**TEXT EXTRACT**
Of course, there isn’t a formula for hiring your team of finance unicorns. Just as the gut check might yield you 50/50 odds of getting it right (if that), being overly formulaic or data-driven in hiring requirements takes the “human” out of “human resources” entirely—and you don’t want that either. What you want is a pool of highly qualified candidates and team members who do embody your organization’s values—but also think, act, learn, collaborate and lead in many different ways. Why? The world of finance is just getting wilder, bigger and more unwieldy. Diversity will help you ensure that the multiplicity of perspectives and skills required for growth is accounted for.

Although your path to hiring can and should be entirely unique, here are five perspectives on using a combination of the human and the data-inspired decision-making that may guide you on your path to finding the best of the best finance unicorns:

1. Ask, “What is our customer experience (really) like?”

You know your company’s books and numbers intimately. Your team certainly does as well. You also likely know what’s driving the numbers and how to share the information with the right people at the right time. In order to hire for growth, however, you need to understand not only the market dynamics and economics at play, you need to be fired up about your company’s mission and how it’s being played out beyond your remit.

For example, you would likely immediately notice a decline in sales on your flagship product. You might follow your first instincts to check inventory turns, supplier bottlenecks, resource allocation and margins—and these would all be appropriate. Yet, if you want to help your company grow and manage a growth-oriented team, you might go several steps beyond this to question the true reason why your customers are suddenly turned off. Is it that complex new sales compensation structure your company just implemented that left your sales force demotivated to sell? Did your product have a defect? Did a nasty Tweet become a PR nightmare? While you might be aware of any or all of these potential causes for sales declines, taking an active interest in them and deploying your team to listen and lead cross-functionally will close the gaps between silos and spearhead growth-oriented creativity. Your team might suggest the better sales compensation structure, provide a retention-focused cost/benefit analysis of defect actions, or offer funding options for a new PR campaign to get back on the right track. Hire employees who are interested in—and curious about—the customer experience and not just in their own responsibilities.

**PROVIDED MATERIAL**
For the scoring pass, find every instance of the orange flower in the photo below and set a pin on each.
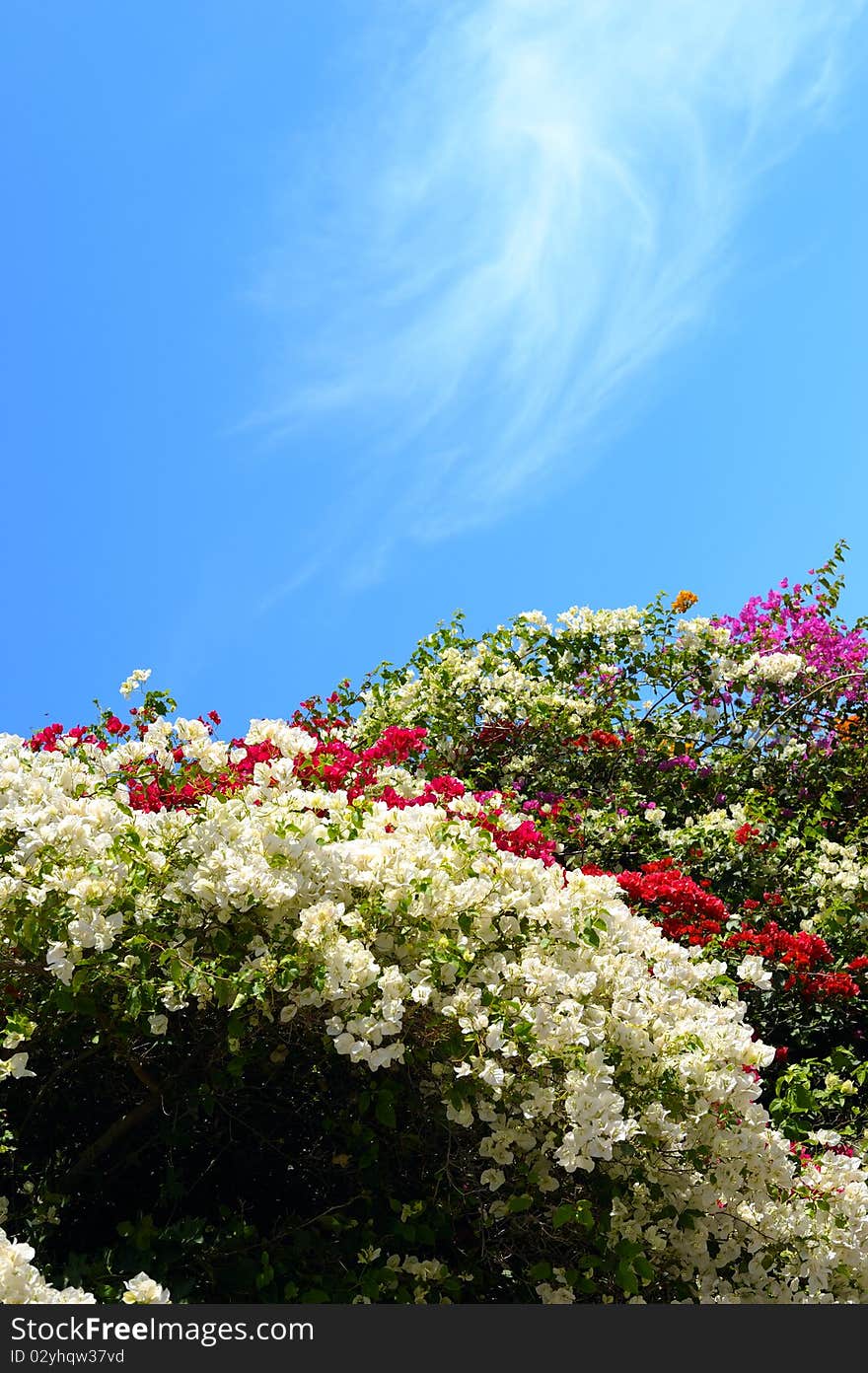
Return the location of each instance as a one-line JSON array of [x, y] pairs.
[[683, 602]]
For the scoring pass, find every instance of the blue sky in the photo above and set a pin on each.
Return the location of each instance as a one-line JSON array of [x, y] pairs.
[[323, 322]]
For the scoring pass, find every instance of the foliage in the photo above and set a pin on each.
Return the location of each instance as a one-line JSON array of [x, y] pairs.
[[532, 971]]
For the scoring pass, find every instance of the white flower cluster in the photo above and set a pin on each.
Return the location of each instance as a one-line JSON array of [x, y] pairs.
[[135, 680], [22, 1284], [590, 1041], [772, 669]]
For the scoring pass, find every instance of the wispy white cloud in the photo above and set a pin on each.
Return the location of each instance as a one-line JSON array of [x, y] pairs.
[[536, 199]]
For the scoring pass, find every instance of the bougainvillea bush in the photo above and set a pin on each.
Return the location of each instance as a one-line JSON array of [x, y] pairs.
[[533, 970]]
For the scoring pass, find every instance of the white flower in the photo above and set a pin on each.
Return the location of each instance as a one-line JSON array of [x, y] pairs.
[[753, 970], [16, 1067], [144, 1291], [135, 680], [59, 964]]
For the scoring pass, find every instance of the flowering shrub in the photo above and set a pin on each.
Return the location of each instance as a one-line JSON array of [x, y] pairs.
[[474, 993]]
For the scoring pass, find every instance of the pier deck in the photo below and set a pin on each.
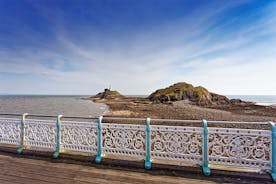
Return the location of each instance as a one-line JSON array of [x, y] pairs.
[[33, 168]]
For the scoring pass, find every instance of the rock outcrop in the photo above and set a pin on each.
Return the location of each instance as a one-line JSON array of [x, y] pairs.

**REQUEST 1**
Answer these questions using the text on hiring finance unicorns, one answer per line, marked to match:
(a) What odds does the text say the gut check might yield?
(b) How many perspectives on hiring does the text offer?
(c) What question is the first perspective?
**REQUEST 2**
The text on hiring finance unicorns names several things you might check first after a decline in sales on your flagship product. List all of them.
**REQUEST 3**
Continue the text on hiring finance unicorns after its final sentence, going on to the second of its five perspectives.

**TASK ANSWER 1**
(a) 50/50 odds of getting it right (if that).
(b) Five.
(c) "What is our customer experience (really) like?"

**TASK ANSWER 2**
Inventory turns
Supplier bottlenecks
Resource allocation
Margins

**TASK ANSWER 3**
2. Ask, “What needs improvement here?”

You might be well aware of the gaps within your team’s processes. (It’s ok; most companies have them.) You might also know whether more funding, better technology or a larger team would solve the gaps. Yet while you are always called upon to approve and fund departmental budgets, tying financial and investment requests to cross-departmental strategy is a key skill for all your team members to have. Is your procurement department sourcing twice the number of current suppliers for next year? Beyond asking, “Can we afford it?” or “Does this help us grow?” you should also seek to identify the true “why” behind the request. It could simply be that your own manufacturing team is understaffed—an investment your team has the power to bring to light and perhaps change. Hire employees who can read between the lines and understand how decisions interplay with each other—and who aren’t afraid to bring new ideas to the table.

3. Ask, “How does my team need to adapt?”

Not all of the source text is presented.